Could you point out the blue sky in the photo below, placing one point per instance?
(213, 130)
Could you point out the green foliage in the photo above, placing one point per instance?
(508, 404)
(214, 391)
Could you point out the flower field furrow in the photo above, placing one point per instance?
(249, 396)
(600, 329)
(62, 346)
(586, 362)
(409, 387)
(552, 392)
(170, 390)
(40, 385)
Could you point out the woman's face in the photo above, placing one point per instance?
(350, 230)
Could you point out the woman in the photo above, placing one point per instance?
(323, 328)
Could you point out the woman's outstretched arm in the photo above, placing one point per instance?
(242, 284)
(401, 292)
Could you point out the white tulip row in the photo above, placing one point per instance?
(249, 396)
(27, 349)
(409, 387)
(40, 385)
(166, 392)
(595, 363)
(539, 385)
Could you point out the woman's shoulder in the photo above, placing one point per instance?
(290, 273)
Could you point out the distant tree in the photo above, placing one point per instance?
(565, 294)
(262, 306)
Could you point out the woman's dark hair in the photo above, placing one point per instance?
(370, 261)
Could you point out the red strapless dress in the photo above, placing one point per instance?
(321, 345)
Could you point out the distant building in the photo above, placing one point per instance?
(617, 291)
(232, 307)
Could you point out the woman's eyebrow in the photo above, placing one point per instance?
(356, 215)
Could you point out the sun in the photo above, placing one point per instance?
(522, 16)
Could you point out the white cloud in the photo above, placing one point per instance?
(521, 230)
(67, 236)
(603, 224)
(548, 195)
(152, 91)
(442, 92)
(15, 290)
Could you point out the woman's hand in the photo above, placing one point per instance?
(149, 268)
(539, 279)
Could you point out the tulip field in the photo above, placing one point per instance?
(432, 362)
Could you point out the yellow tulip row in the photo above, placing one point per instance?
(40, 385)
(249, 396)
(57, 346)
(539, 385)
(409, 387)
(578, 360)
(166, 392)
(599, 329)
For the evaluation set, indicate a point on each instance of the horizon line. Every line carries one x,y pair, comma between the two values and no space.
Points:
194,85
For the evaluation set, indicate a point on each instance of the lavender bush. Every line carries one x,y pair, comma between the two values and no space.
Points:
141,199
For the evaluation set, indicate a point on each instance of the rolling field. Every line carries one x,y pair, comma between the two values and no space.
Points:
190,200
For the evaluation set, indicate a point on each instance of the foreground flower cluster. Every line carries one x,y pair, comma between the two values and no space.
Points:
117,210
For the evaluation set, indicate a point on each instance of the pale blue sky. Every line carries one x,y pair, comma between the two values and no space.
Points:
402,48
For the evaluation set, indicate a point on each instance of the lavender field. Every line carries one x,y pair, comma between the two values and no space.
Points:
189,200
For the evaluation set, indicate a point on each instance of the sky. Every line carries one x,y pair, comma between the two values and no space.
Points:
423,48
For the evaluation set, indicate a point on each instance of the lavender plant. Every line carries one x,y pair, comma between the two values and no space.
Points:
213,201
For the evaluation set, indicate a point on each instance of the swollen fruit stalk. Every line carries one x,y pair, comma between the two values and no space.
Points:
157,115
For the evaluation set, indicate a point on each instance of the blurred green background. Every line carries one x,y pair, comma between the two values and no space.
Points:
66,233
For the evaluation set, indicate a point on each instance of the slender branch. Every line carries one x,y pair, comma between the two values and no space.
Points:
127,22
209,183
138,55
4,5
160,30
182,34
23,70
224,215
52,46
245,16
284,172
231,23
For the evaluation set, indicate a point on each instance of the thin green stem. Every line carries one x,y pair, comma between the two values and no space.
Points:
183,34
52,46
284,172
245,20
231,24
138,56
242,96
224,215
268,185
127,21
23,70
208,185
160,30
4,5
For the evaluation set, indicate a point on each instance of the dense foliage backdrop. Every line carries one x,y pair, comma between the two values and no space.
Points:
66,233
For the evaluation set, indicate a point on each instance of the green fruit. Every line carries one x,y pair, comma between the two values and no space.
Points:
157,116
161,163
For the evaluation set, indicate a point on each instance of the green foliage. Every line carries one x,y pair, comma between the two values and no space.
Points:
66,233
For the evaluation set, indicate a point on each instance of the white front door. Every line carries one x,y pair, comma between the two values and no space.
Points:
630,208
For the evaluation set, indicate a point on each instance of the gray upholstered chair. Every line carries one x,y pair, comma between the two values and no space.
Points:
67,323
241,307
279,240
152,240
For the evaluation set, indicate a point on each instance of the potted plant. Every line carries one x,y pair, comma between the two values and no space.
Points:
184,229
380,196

> STATED EXERCISE:
Your task is to extract the lines running from the one with "of the thin" to the end of the material, inclusive, copying each exactly and adding nothing.

> ANSWER FOR THE TASK:
For the evaluation set, indicate a point on each instance of the thin green stem. Every line carries one x,y pair, comma between the two values and no space.
Points:
183,34
52,46
284,172
245,20
231,24
138,56
242,96
224,215
268,185
127,21
23,70
208,185
160,30
4,5
For the evaluation set, indicate a point on each instance of the dense foliage backdrop. Every line carries one x,y pair, comma between the two values and no space.
Points:
66,233
For the evaluation set, indicate a point on each instance of the green fruit. Every line carries one x,y pair, comma between the two values and no space.
Points:
157,116
161,163
For the evaluation set, indicate a point on each instance of the green foliage. Every line carries one x,y pair, comma between the two values and no space.
Points:
66,233
For the evaluation set, indicate a point on each instance of the white front door. Every line carries one x,y pair, comma between the two values and no space.
Points:
630,208
For the evaluation set, indicate a point on each instance of the gray upholstered chair. Every line carries one x,y pair, comma between the two values and no space.
Points:
67,323
241,307
279,240
152,240
For the evaluation set, indicate a point on each instance of the potted plant. Every line carries one x,y pair, comma between the two values and no space.
Points:
184,229
380,196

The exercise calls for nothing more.